Assignment: Give every entry again, exactly.
BEGIN
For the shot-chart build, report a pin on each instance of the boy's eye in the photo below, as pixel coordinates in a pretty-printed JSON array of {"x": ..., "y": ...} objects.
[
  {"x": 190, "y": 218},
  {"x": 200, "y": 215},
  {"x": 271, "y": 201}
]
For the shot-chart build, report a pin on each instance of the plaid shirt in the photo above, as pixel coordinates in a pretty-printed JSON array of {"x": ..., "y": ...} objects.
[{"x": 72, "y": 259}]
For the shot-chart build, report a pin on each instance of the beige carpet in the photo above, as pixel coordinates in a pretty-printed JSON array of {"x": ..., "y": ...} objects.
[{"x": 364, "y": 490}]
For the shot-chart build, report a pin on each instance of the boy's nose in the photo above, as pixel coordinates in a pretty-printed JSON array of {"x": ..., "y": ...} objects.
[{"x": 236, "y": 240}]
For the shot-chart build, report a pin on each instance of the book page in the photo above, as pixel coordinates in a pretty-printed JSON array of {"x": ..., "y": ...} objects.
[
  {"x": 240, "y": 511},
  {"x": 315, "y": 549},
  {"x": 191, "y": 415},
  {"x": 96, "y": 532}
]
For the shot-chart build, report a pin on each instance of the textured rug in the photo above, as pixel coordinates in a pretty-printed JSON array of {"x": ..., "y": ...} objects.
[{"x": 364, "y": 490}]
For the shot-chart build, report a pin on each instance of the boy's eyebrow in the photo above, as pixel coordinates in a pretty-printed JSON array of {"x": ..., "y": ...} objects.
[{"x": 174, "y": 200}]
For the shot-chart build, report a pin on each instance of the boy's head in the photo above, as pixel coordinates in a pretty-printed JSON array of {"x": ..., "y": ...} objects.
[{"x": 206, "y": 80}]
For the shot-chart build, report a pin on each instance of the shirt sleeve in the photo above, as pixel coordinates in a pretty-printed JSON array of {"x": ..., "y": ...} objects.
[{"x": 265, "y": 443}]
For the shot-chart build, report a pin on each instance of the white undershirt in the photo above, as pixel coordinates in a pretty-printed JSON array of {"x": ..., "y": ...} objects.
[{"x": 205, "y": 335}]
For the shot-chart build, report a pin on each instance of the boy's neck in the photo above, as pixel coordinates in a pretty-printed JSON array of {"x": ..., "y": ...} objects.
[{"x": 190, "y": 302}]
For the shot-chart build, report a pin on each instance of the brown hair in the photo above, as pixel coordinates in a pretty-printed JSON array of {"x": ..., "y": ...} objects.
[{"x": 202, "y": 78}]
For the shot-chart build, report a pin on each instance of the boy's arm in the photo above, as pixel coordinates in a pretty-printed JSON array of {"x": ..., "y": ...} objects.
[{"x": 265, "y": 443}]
END
Solution to this exercise:
For the shot-chart build, report a pin on each instance of the boy's eye in the photo below, as pixel coordinates in a pretty-printed JSON array of {"x": ..., "y": ...} objects.
[
  {"x": 190, "y": 218},
  {"x": 200, "y": 215},
  {"x": 271, "y": 201}
]
For the shot-chart build, report a pin on each instance of the plaid shirt in the photo above, as pixel coordinates in a pretty-printed JSON array of {"x": ..., "y": ...} objects.
[{"x": 72, "y": 259}]
For the shot-chart build, report a pin on each instance of the beige carpet in the photo above, as pixel coordinates in a pretty-printed JSON array of {"x": ..., "y": ...} objects.
[{"x": 364, "y": 490}]
For the shot-chart build, report a pin on each instance of the boy's nose in the photo above, as pixel coordinates in a pretty-printed JSON array of {"x": ..., "y": ...} objects.
[{"x": 236, "y": 240}]
For the shot-chart build, report a pin on each instance of the book page in the photo above, as pixel coordinates in a pretty-printed JSON array of {"x": ..., "y": ...} objects.
[
  {"x": 240, "y": 511},
  {"x": 315, "y": 549},
  {"x": 191, "y": 415},
  {"x": 96, "y": 532}
]
For the shot-chart build, report a pin on each instance of the textured rug in the photo above, as pixel coordinates in a pretty-printed JSON array of {"x": ..., "y": ...} objects.
[{"x": 364, "y": 490}]
For the shot-chart build, report a pin on each instance of the boy's eyebrow in the photo above, as pixel coordinates in a pretty-printed JSON array of {"x": ..., "y": ...} objects.
[{"x": 174, "y": 200}]
For the shot-chart build, report a pin on each instance of the boy's head in the photo above, as pixel coordinates in a pretty-printed JSON array of {"x": ..., "y": ...} objects.
[{"x": 206, "y": 80}]
For the shot-chart build, report a pin on each instance of the shirt sleeve in the photo above, as pixel coordinates in a pretty-printed JSON array of {"x": ..., "y": ...} objects.
[{"x": 265, "y": 443}]
For the shot-chart build, report a pin on each instance of the white undershirt in the photo above, as pixel coordinates in a pretty-printed JSON array of {"x": ..., "y": ...} objects.
[{"x": 205, "y": 335}]
For the shot-chart build, report a pin on each instance of the boy's neck in the photo above, as pixel coordinates in a pretty-printed JSON array of {"x": ..., "y": ...} objects.
[{"x": 190, "y": 302}]
For the shot-chart build, report a pin on each instance of the brown hair in the photo above, as pixel coordinates in a pretty-printed JSON array of {"x": ..., "y": ...} objects.
[{"x": 202, "y": 78}]
For the shot-chart build, report a pin on each instance of the boy's arm in the photo above, as pixel coordinates in a pretty-printed JSON array of {"x": ..., "y": ...} objects.
[{"x": 265, "y": 443}]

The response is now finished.